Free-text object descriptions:
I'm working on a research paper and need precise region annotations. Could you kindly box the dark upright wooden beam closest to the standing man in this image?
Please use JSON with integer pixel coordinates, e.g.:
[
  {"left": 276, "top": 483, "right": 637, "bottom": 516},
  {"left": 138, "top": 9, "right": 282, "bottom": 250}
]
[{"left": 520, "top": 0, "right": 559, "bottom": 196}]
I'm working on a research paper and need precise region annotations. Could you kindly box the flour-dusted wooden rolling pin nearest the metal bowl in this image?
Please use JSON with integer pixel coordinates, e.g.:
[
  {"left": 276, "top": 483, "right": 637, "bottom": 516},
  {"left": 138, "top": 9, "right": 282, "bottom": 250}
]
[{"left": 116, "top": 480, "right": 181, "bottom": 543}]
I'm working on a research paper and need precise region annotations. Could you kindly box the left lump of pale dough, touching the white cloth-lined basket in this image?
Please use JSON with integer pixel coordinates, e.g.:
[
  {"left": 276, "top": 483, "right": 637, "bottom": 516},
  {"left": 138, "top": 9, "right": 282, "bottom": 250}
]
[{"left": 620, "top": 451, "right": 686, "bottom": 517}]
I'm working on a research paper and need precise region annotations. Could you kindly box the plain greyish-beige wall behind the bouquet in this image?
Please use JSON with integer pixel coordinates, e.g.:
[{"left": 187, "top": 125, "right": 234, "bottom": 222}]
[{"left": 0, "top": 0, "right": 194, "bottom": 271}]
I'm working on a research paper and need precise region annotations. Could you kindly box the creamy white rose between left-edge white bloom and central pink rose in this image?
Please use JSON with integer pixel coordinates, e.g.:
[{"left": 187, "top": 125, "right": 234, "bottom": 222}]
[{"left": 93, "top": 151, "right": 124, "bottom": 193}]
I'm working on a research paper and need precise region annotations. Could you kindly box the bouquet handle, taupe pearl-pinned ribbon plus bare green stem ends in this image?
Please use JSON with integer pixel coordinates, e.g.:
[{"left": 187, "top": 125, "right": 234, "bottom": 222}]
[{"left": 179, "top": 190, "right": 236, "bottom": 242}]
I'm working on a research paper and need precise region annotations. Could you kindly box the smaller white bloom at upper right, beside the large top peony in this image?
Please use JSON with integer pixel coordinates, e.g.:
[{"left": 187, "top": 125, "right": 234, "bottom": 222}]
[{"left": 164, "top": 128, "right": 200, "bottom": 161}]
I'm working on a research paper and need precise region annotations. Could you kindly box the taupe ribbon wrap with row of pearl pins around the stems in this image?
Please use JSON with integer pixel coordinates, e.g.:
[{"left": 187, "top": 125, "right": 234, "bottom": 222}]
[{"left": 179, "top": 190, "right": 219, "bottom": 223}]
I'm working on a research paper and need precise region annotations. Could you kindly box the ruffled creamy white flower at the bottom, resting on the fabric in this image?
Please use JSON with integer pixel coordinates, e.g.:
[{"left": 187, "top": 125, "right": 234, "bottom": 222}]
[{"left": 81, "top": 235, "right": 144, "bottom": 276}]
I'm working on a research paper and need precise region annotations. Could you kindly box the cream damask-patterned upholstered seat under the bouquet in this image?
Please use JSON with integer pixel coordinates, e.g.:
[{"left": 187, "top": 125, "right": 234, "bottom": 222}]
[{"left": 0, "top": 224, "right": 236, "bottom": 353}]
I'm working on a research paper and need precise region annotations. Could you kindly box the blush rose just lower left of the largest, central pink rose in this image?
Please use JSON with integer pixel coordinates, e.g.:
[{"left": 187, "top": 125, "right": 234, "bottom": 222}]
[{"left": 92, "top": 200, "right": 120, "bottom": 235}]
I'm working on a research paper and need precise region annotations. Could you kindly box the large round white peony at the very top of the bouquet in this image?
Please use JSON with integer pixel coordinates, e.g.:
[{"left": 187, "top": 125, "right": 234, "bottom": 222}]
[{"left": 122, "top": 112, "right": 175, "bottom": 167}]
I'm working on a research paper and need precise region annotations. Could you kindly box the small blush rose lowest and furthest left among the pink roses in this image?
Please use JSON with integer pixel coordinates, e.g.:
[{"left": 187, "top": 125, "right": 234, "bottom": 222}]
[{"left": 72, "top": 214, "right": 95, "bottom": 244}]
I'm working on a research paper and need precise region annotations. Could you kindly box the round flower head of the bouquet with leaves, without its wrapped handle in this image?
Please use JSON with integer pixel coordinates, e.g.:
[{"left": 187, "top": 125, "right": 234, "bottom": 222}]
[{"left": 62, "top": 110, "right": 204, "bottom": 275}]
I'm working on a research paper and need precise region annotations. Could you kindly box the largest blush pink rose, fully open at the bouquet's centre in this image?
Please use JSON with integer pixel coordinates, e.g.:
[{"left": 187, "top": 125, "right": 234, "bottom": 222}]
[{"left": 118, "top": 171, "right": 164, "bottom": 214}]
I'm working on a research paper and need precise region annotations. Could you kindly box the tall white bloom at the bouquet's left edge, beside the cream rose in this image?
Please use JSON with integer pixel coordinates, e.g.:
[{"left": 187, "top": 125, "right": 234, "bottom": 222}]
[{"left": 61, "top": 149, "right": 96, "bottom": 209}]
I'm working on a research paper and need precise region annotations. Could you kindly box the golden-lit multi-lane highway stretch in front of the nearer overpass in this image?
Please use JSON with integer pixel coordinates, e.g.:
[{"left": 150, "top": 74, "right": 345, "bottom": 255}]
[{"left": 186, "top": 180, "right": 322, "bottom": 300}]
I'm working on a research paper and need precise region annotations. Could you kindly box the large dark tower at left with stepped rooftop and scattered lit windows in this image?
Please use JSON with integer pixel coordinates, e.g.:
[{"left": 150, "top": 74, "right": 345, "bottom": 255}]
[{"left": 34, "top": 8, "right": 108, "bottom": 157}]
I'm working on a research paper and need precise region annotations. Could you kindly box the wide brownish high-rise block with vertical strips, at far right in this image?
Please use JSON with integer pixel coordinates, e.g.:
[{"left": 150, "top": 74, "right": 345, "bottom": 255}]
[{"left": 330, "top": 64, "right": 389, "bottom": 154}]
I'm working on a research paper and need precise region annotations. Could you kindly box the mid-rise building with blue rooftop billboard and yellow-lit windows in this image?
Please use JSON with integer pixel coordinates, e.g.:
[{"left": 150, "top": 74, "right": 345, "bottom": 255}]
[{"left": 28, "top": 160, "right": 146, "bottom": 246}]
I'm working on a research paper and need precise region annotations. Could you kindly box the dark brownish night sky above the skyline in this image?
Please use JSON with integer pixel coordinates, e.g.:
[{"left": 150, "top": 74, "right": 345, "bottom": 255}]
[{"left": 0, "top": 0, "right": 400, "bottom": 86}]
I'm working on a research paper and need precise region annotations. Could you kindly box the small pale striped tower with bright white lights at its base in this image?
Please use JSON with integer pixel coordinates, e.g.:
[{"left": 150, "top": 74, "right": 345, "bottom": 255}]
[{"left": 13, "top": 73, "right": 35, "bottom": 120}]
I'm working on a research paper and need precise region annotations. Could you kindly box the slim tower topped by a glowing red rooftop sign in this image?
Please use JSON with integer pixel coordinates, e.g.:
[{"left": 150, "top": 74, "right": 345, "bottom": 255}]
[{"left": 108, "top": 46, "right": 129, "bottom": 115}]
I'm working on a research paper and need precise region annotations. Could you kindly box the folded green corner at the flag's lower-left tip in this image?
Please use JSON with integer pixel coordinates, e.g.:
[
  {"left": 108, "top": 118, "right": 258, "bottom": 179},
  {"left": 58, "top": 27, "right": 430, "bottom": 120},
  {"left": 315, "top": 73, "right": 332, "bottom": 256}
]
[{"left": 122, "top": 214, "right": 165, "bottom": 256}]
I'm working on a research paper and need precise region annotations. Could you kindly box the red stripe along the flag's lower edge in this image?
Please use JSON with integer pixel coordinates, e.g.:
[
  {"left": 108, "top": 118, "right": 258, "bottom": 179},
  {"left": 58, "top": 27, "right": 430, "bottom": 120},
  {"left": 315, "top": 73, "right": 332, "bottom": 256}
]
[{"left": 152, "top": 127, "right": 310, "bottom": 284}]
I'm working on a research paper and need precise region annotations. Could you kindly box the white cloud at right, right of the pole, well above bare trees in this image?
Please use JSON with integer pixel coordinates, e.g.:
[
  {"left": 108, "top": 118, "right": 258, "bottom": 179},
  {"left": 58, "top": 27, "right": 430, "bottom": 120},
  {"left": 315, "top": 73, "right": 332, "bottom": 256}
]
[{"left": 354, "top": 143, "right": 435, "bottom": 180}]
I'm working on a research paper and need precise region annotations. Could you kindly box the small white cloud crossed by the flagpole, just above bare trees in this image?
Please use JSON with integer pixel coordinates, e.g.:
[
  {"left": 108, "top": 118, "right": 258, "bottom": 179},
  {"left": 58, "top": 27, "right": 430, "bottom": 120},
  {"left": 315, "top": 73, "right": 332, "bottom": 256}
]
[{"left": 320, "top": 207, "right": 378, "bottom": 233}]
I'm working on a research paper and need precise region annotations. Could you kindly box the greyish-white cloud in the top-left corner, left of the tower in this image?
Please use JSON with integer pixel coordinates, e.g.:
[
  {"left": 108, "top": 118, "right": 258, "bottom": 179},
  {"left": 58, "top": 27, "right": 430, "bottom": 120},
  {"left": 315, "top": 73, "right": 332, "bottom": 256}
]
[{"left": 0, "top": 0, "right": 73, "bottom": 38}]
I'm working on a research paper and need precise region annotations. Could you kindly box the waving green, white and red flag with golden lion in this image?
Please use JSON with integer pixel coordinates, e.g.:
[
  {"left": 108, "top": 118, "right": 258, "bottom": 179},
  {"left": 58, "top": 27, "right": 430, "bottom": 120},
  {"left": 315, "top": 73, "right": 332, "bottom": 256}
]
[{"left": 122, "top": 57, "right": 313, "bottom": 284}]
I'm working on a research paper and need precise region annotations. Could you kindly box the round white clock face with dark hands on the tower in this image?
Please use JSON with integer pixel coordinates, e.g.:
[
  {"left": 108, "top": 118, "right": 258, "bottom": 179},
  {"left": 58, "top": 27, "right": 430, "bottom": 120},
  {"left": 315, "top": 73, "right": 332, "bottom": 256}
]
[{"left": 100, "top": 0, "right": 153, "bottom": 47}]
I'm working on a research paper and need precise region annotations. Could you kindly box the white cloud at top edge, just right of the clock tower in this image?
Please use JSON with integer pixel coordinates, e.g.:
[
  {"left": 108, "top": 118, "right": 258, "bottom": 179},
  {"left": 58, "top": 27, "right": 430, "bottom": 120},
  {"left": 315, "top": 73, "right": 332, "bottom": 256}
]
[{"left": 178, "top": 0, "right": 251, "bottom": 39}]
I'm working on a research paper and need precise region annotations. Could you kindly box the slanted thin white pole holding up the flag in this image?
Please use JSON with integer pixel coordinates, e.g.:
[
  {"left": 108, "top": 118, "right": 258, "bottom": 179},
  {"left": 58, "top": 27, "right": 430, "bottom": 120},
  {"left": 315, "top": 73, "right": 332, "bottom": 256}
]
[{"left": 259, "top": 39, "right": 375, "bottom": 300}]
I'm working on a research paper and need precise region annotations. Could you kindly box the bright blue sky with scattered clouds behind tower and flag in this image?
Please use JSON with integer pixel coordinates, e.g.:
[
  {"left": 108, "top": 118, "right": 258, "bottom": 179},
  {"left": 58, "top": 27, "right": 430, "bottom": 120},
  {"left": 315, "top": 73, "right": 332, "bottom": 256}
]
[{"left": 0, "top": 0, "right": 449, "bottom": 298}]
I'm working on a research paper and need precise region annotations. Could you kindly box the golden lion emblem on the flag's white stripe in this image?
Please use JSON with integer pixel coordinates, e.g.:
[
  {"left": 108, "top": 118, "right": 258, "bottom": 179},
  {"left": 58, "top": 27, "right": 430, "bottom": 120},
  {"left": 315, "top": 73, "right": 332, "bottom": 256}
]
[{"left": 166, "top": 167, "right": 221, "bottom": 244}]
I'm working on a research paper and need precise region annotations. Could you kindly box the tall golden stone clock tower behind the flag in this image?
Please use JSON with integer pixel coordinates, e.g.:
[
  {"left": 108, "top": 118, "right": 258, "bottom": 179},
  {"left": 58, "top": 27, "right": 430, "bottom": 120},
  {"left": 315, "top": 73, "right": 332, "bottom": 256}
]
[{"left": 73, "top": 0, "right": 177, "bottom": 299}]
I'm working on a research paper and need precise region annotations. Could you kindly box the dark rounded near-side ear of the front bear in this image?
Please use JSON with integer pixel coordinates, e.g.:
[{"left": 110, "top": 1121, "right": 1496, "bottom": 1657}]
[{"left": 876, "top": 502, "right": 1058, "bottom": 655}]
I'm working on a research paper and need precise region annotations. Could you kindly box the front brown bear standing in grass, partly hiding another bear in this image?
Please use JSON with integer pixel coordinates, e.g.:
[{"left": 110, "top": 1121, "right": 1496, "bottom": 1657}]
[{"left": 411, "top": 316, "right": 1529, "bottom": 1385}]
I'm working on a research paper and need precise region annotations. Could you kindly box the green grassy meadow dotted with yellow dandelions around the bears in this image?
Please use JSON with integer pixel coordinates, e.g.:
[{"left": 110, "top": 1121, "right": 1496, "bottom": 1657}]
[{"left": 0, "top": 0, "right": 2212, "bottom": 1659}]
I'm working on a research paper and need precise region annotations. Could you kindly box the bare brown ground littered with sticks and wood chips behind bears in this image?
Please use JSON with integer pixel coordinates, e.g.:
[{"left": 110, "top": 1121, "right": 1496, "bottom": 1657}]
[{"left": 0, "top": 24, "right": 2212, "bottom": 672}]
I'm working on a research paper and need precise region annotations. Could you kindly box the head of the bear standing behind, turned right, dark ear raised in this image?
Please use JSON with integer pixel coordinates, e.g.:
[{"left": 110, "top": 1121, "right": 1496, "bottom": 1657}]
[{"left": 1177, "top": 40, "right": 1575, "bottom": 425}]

-- PROBLEM --
In the entries above, find each line that has the word "just". Copy it.

-- SOLVED PROBLEM --
I'm working on a research paper and need precise region annotations. Could you kindly box the blush rose just lower left of the largest, central pink rose in this image?
I'm working on a research paper and need precise region annotations. Could you kindly box the small white cloud crossed by the flagpole, just above bare trees in this image?
I'm working on a research paper and need precise region annotations. Could you kindly box the white cloud at top edge, just right of the clock tower in this image?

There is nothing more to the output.